» **WHAT YOU NEED TO DO**:
Pull out each line of the material below that contains the string "coca". Case counts, so match it letter for letter.

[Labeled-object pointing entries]
○ ○ ○ ○ ○ ○ ○

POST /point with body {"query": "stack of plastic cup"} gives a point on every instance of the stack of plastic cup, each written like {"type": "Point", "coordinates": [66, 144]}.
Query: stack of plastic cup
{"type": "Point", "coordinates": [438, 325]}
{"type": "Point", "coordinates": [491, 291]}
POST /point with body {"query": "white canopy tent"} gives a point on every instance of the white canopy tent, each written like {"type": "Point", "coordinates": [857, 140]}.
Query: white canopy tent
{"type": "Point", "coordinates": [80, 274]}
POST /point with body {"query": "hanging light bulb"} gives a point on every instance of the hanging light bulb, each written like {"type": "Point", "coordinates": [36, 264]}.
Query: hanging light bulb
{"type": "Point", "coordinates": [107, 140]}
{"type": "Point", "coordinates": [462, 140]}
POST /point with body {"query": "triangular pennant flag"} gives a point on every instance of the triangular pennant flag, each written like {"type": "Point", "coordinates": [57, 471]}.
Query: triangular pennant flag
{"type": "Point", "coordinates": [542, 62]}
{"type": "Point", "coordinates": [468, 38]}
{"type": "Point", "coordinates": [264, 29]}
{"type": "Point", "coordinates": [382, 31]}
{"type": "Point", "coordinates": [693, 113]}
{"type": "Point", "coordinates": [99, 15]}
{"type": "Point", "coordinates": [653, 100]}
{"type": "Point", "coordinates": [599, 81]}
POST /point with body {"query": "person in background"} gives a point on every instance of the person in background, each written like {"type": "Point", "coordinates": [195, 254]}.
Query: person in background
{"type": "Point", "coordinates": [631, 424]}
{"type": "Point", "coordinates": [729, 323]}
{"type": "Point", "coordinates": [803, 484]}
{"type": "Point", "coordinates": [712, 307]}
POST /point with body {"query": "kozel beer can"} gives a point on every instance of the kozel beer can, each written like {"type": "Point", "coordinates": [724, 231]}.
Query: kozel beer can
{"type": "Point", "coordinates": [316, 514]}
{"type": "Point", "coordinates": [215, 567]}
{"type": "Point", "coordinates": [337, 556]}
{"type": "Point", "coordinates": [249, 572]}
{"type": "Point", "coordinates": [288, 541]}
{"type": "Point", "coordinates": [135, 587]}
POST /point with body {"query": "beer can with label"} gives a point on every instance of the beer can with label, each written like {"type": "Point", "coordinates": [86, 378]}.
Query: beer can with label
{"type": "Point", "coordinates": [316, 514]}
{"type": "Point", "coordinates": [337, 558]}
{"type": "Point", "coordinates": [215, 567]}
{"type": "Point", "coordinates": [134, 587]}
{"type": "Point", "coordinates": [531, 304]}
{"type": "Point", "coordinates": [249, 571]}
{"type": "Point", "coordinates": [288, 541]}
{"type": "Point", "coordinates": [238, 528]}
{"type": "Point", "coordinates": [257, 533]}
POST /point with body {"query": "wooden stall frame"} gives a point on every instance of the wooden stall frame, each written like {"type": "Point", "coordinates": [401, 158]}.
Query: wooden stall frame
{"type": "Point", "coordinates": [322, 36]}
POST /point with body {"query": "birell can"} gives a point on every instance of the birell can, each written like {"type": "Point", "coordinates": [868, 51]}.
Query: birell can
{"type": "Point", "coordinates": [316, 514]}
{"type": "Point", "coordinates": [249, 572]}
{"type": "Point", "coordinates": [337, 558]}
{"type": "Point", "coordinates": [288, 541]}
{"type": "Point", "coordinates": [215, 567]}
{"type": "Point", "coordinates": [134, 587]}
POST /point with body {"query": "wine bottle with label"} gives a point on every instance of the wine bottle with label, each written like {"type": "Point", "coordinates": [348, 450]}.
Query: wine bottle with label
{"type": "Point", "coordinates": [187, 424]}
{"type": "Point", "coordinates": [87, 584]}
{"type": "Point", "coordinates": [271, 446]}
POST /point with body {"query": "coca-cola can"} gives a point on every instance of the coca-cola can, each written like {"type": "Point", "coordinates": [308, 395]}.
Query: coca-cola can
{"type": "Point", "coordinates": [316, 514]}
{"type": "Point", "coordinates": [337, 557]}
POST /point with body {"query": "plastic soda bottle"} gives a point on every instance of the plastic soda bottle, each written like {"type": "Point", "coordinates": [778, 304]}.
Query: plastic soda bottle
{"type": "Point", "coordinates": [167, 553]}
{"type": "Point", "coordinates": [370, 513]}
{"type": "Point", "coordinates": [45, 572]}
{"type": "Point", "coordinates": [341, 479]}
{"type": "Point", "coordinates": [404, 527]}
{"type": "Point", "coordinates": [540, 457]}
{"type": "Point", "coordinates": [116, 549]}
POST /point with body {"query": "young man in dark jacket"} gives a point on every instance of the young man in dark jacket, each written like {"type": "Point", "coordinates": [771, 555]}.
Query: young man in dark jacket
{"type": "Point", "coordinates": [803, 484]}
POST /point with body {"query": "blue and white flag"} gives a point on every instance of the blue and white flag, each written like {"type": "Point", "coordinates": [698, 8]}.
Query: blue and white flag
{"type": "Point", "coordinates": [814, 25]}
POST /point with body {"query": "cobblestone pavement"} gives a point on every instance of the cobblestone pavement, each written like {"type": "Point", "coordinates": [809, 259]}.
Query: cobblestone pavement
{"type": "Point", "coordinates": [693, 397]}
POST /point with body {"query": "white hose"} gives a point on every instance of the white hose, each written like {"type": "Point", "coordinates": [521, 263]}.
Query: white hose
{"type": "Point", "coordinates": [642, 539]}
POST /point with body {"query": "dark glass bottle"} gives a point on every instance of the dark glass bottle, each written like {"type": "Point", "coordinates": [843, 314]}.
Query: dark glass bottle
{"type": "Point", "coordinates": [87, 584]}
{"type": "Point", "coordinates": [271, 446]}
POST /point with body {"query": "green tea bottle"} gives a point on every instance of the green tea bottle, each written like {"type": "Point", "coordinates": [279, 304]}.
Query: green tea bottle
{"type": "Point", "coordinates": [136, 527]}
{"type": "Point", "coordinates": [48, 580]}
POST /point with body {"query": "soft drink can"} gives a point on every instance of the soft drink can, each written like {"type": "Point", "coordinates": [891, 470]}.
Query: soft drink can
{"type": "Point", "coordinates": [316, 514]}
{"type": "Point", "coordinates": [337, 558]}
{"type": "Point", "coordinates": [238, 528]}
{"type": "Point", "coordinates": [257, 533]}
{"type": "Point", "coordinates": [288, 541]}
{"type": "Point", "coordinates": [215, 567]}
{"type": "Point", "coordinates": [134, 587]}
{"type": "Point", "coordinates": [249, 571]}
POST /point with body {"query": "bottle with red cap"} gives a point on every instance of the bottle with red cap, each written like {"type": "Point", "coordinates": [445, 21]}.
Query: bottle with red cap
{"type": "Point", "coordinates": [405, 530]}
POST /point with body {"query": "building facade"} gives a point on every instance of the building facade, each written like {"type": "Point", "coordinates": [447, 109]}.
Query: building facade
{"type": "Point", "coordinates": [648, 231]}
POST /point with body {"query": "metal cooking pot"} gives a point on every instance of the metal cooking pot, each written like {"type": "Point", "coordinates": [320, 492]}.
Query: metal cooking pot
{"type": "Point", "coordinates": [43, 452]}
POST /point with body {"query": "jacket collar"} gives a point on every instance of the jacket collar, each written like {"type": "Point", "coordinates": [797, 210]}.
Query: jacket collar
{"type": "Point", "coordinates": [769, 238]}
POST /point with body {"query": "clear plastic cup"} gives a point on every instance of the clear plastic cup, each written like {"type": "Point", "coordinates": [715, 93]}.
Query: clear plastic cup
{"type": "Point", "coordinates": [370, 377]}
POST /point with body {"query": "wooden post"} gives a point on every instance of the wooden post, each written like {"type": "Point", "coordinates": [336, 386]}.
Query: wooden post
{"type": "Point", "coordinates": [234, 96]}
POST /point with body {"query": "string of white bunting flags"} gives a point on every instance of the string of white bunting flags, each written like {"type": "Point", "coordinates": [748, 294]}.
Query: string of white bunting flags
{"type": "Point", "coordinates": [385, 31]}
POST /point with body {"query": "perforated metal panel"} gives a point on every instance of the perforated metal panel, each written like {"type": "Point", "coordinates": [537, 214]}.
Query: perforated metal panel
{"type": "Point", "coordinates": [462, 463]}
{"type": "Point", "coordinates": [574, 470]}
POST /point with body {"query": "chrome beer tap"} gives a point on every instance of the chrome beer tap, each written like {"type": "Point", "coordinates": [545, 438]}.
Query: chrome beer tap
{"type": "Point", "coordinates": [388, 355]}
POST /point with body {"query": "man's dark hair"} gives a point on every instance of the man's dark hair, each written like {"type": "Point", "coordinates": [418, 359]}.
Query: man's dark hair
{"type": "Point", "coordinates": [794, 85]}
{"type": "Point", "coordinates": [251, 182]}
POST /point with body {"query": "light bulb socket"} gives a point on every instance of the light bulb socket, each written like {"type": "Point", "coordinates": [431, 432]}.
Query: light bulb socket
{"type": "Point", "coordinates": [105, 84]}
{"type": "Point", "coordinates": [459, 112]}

○ ○ ○ ○ ○ ○ ○

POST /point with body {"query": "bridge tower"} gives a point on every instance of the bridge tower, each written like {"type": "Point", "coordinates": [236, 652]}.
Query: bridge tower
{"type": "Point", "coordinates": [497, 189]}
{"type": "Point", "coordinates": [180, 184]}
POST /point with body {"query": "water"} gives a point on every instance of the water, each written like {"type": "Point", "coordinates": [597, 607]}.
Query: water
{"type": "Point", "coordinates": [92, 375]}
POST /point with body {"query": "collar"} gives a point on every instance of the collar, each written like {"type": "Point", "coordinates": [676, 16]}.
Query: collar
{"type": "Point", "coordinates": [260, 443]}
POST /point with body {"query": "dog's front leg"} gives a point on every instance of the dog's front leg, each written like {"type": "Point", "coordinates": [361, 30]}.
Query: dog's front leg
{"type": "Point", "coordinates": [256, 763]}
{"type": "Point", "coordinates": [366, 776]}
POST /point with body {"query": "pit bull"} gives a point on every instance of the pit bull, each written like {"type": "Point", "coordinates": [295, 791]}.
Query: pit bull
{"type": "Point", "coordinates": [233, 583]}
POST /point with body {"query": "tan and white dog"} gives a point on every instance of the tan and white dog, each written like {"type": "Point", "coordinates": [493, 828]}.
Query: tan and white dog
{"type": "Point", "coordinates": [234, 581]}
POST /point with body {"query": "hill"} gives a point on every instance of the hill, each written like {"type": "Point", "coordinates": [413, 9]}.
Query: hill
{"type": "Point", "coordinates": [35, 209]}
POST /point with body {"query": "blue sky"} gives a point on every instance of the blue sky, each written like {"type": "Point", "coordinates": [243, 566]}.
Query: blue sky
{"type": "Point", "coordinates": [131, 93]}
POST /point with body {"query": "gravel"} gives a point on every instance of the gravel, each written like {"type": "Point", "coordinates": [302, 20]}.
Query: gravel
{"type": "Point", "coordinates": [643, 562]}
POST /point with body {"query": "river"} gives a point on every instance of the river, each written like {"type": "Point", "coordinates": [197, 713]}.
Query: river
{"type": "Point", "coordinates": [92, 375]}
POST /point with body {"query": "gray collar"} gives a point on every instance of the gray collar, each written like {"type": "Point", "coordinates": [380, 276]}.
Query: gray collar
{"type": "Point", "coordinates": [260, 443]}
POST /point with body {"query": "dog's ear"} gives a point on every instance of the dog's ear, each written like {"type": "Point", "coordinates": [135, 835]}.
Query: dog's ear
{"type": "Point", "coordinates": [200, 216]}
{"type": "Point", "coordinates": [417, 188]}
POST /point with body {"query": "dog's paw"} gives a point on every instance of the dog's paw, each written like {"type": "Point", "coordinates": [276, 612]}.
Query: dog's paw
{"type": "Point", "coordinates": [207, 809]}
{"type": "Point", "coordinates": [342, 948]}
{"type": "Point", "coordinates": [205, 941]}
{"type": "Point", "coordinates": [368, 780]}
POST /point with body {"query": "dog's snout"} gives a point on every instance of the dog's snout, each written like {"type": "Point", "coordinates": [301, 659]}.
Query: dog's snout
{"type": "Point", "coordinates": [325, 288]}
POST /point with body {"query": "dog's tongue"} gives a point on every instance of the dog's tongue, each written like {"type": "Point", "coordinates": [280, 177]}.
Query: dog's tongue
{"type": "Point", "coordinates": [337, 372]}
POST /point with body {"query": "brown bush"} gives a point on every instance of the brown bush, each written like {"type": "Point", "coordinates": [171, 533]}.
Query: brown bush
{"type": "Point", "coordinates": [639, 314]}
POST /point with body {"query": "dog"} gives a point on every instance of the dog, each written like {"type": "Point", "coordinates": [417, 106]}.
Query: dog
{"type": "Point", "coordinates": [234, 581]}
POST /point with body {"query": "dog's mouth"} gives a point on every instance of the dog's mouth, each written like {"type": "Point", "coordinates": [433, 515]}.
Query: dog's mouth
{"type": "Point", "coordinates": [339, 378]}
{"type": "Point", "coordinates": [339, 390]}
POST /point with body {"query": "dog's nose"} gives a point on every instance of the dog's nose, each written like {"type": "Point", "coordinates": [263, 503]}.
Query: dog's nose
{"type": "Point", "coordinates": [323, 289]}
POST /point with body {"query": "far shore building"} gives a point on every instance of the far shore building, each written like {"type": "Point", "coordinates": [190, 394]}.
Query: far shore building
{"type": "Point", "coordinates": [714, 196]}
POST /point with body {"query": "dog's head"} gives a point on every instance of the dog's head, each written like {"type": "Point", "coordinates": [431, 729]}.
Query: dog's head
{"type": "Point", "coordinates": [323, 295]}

○ ○ ○ ○ ○ ○ ○

» **EXERCISE ANSWER**:
POST /point with body {"query": "coca-cola can"} gives a point on every instance of the coca-cola can, each written like {"type": "Point", "coordinates": [308, 395]}.
Query: coca-cola can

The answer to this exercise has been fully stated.